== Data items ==
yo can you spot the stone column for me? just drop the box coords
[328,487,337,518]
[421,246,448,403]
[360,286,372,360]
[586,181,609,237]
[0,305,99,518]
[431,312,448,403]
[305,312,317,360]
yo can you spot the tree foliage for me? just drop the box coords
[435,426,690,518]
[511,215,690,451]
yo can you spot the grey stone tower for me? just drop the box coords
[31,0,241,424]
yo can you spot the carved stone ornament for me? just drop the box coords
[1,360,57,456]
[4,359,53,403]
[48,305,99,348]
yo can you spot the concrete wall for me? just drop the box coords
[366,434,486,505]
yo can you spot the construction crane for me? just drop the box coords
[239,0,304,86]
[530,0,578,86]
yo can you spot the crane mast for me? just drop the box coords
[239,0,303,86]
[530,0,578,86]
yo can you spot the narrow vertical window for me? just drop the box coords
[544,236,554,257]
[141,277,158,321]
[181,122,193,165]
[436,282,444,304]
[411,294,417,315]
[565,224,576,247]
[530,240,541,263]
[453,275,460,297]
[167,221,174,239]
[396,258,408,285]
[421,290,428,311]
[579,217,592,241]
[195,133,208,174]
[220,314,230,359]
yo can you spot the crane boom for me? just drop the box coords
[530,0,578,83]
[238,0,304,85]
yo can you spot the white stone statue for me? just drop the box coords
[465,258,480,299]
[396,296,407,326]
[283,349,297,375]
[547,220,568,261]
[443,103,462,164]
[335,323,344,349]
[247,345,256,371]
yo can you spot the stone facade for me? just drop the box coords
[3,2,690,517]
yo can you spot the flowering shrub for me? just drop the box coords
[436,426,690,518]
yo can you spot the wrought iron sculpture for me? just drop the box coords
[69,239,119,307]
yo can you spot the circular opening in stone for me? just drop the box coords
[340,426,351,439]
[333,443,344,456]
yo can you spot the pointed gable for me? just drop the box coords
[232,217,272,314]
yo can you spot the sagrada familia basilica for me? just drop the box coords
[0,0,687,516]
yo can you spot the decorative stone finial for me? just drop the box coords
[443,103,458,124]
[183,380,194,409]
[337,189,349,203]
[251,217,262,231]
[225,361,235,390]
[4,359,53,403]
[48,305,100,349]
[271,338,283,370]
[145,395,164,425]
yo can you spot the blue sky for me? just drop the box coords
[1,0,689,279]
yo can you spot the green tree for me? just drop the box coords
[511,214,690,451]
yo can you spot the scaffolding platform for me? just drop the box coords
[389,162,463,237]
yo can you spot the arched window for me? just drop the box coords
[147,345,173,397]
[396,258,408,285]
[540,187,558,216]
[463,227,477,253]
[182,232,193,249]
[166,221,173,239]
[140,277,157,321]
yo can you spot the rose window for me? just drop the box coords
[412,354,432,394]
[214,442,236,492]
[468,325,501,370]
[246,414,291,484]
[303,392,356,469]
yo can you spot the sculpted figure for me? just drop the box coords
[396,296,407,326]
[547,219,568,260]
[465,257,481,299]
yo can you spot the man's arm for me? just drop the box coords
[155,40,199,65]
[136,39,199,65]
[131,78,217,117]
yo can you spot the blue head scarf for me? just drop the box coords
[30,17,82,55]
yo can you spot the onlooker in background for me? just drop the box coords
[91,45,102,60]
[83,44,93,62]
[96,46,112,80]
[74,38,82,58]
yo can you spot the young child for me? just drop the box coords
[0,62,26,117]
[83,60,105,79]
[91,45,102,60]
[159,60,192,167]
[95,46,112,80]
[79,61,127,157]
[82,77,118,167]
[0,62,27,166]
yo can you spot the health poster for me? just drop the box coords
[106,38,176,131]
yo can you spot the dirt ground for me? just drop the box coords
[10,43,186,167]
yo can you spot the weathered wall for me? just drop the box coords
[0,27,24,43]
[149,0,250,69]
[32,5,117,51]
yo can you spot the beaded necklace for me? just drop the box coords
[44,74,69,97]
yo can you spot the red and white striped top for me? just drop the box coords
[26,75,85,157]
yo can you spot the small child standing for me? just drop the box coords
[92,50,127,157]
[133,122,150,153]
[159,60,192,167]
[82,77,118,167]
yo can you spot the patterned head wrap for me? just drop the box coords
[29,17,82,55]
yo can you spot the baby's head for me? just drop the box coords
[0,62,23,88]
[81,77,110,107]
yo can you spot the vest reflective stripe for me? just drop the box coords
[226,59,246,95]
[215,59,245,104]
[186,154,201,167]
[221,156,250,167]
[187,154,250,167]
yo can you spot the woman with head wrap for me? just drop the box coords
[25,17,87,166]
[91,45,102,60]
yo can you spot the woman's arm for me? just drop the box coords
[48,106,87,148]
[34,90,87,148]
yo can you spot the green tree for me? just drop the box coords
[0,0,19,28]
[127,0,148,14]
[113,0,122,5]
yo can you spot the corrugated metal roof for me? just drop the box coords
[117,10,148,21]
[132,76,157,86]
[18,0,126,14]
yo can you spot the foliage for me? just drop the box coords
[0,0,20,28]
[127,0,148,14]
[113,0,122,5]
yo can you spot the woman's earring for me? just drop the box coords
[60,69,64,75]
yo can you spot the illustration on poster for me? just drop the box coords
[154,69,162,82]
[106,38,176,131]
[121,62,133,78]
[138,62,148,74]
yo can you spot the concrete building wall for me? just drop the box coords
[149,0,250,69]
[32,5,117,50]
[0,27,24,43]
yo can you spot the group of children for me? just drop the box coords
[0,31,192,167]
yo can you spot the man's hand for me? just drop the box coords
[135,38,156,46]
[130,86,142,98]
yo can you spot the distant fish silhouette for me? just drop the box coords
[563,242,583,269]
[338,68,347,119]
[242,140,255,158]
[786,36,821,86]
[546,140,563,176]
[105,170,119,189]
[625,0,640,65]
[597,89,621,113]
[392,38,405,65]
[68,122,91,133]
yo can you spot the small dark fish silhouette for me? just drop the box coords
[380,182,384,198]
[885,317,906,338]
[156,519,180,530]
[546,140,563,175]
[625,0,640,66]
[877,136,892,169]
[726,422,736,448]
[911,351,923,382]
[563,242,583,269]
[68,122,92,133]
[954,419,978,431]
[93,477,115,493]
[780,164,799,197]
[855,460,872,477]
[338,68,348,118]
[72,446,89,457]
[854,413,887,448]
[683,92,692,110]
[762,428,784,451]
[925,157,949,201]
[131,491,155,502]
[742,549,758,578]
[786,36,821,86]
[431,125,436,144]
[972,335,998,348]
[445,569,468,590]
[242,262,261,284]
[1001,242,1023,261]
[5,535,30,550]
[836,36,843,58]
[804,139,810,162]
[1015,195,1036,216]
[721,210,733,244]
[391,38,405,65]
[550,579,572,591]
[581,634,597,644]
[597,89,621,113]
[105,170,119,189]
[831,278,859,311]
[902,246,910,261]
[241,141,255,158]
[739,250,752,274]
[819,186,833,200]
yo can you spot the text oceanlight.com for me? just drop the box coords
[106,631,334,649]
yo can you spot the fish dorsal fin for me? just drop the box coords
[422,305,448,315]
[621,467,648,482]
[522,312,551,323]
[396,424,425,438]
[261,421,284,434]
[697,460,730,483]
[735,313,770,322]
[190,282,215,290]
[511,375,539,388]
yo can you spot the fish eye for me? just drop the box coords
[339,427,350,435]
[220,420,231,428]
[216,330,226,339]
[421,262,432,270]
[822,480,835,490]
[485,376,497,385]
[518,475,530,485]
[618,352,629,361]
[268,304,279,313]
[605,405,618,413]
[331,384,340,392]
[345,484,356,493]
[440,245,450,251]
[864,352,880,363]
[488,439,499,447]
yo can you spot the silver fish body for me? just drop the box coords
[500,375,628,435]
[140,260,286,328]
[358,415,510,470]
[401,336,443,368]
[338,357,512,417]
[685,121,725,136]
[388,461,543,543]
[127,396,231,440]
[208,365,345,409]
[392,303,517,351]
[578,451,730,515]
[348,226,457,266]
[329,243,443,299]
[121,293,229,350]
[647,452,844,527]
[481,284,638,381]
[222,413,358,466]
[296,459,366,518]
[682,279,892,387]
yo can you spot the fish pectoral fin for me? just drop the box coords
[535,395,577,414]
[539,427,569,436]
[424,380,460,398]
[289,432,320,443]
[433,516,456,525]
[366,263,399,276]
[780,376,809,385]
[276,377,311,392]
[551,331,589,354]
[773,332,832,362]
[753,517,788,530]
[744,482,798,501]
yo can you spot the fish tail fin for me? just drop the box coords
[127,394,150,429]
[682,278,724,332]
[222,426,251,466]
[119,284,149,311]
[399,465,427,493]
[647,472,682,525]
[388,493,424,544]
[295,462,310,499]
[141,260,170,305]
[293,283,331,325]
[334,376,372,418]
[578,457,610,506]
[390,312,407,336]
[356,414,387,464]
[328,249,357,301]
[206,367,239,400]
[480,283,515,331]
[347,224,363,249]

== Exercise brief ==
Only this range is to be output: the line that contains "yo can you spot the text" through the last line of the records above, both inclusive.

== Final answer ==
yo can you spot the text oceanlight.com for me? just drop the box coords
[106,631,334,649]
yo can you spot the fish dorsal fin for me? just drop the box coords
[422,305,448,315]
[621,467,648,482]
[522,312,551,323]
[396,424,425,438]
[261,421,284,434]
[697,460,730,483]
[735,313,770,322]
[190,282,215,290]
[511,375,539,388]
yo can you spot the fish eye for me? just drop the box coords
[339,427,350,435]
[220,420,231,428]
[216,330,226,339]
[421,262,432,270]
[822,480,835,490]
[485,376,497,385]
[518,475,530,485]
[618,352,629,361]
[268,304,279,313]
[605,405,618,413]
[331,384,340,392]
[345,484,356,493]
[440,245,450,251]
[864,352,880,363]
[488,439,499,447]
yo can you spot the silver fish body for me? just drop the box coords
[500,375,628,435]
[140,260,286,328]
[358,415,510,470]
[401,336,443,368]
[338,357,512,417]
[685,121,725,136]
[388,461,543,543]
[127,396,231,440]
[208,365,345,409]
[392,303,517,351]
[578,451,730,515]
[348,226,457,266]
[329,243,443,299]
[121,293,229,350]
[647,452,844,527]
[481,284,638,381]
[222,413,358,466]
[296,459,366,518]
[682,279,892,387]
yo can you spot the fish pectoral fin for me? just drop the box coords
[535,395,577,414]
[539,427,569,436]
[424,380,460,398]
[289,432,320,443]
[433,516,456,525]
[366,263,399,276]
[780,376,809,385]
[276,377,311,392]
[551,331,589,354]
[773,332,832,362]
[753,517,788,530]
[744,482,798,501]
yo can you spot the fish tail fin for me? just drop the box coords
[127,394,150,429]
[682,278,724,332]
[222,426,251,466]
[119,284,149,311]
[399,465,427,493]
[647,472,682,525]
[388,493,424,544]
[295,462,310,499]
[141,260,170,305]
[293,283,331,325]
[334,376,372,418]
[578,457,610,506]
[390,312,407,336]
[356,414,387,464]
[328,249,357,301]
[206,367,239,400]
[480,283,515,331]
[347,224,363,249]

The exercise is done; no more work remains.